[Items from a data source]
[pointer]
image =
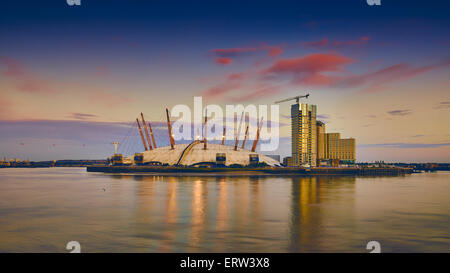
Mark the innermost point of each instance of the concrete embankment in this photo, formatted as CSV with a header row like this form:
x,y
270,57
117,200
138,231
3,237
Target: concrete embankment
x,y
169,170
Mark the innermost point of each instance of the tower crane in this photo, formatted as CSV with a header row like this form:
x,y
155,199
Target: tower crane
x,y
297,98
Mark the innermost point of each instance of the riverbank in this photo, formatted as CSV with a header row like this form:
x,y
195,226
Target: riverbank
x,y
288,171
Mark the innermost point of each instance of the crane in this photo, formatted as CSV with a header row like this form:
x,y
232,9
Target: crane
x,y
297,98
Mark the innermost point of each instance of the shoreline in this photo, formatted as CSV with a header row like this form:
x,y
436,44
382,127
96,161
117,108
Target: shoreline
x,y
287,171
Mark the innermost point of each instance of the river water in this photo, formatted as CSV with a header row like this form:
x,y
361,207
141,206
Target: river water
x,y
43,209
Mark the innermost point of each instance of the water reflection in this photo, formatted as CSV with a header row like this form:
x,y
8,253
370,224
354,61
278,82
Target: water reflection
x,y
147,213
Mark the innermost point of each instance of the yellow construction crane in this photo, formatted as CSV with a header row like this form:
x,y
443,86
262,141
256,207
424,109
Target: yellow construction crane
x,y
297,98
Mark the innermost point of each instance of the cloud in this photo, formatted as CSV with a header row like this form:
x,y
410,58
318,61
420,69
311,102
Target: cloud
x,y
82,116
233,81
323,116
326,44
309,69
404,145
316,44
223,61
378,80
101,71
108,99
227,55
24,79
443,105
399,112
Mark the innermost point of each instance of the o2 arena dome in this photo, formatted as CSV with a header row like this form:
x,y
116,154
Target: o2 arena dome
x,y
198,153
194,154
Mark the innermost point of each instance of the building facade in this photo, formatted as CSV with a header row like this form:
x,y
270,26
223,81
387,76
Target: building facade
x,y
321,144
304,134
342,149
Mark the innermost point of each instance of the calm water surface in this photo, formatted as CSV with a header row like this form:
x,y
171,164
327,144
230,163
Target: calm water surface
x,y
43,209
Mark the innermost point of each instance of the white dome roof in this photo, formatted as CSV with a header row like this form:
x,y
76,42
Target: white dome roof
x,y
196,154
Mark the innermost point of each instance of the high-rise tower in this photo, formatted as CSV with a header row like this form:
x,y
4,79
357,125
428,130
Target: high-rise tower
x,y
304,134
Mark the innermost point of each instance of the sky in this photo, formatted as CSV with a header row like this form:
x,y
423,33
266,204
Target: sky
x,y
73,79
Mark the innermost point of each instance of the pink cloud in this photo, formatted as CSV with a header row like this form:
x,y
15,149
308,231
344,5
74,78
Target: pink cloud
x,y
377,81
325,43
24,79
232,82
259,92
226,55
309,69
108,99
224,61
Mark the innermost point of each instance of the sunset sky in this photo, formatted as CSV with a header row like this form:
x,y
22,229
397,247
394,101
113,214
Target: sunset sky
x,y
74,78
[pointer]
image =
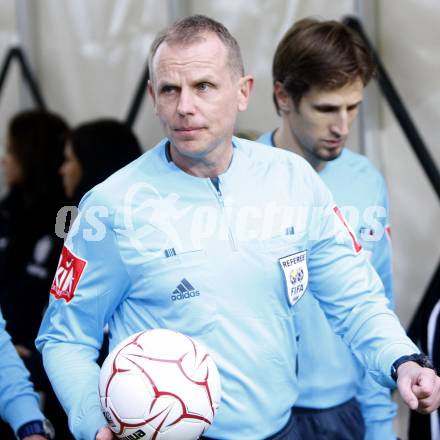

### TASK STATEMENT
Please output all the records above exactly, leaving out every picture.

### TASK ANSWER
[pointer]
image =
Mark the innermost point of each instance of the concrete embankment in this photo, formatted as CSV with a header row like this form:
x,y
270,57
117,200
138,231
3,237
Target: concrete embankment
x,y
169,170
Mark the innermost point of each instance of the tower crane in this photo, formatted as CSV with a header row like this form:
x,y
155,199
Target: tower crane
x,y
297,98
Mark the innermost point of each instance of the riverbank in this photo, formatted as CSV with a header row like this form:
x,y
195,226
Target: riverbank
x,y
288,171
Mark the innermost point of each instance of the crane in this photo, formatted as CSV with a header row like this form:
x,y
232,9
Target: crane
x,y
297,98
Mark the innermost point of each instance of the shoreline in this photo, formatted as CSV with a header row like this form:
x,y
436,44
382,127
96,161
117,108
Target: shoreline
x,y
287,171
Mark the innermost point of each instance of the river water in this photo, formatted as CSV with a header row like this form:
x,y
361,207
141,206
Target: river water
x,y
43,209
Mark the innermost point of each instance of the water reflection in this photo, formatted as CSV with a header row like this form:
x,y
8,253
370,224
354,61
278,82
Target: water reflection
x,y
147,213
Mark the innermost point of each instance of the yellow construction crane in this photo, formatted as CSV with a header row like this form:
x,y
443,86
262,141
256,207
424,109
Target: yellow construction crane
x,y
297,98
Mark the innermost point of each instance of the cloud in this photo, formatted as CSV with a header row like this form:
x,y
410,58
318,61
420,69
311,102
Target: cloud
x,y
82,116
233,81
323,116
326,44
309,69
404,145
316,44
223,61
378,80
101,71
108,99
227,55
24,79
443,105
399,112
Mark the innermost point of each instance of the o2 arena dome in this photo, formatted as CSV with a header row like this form:
x,y
116,154
Target: o2 arena dome
x,y
198,153
194,154
Mark the innermost point of each instance of the building facade in this photo, formatted as CSV with a header row like this form:
x,y
270,26
223,81
387,76
Target: building facade
x,y
321,144
304,134
342,149
Mark the innermost point of each instance of the calm water surface in this photo, formatted as CSV with a header row like this form:
x,y
171,164
327,144
230,163
Target: calm water surface
x,y
43,209
Mark the innermost point of each instance of the white dome roof in this photo, formatted as CSV with a header row like this form:
x,y
76,42
Target: white dome roof
x,y
196,154
Mark the innermost point of each instance of the high-rise tower in this photo, formatted as CSV with a header row like this form:
x,y
4,79
357,125
428,130
Target: high-rise tower
x,y
304,134
Mark the innermost point of each instance of the sky in this photo, formatted as CSV with a header row like this form:
x,y
423,33
266,204
Target: sky
x,y
73,79
Mark the innermost point of each instance of the pink cloud in this photo, formatted as CSV with a header row like this form:
x,y
15,149
308,231
344,5
74,78
Target: pink cloud
x,y
377,81
325,43
24,79
232,82
259,92
226,55
309,69
108,99
224,61
Mark the innermost point of each instance of the sunset sky in this photo, formatted as CSV with a header row like this form:
x,y
22,229
397,247
394,101
113,214
Target: sunset sky
x,y
74,78
[pointer]
image =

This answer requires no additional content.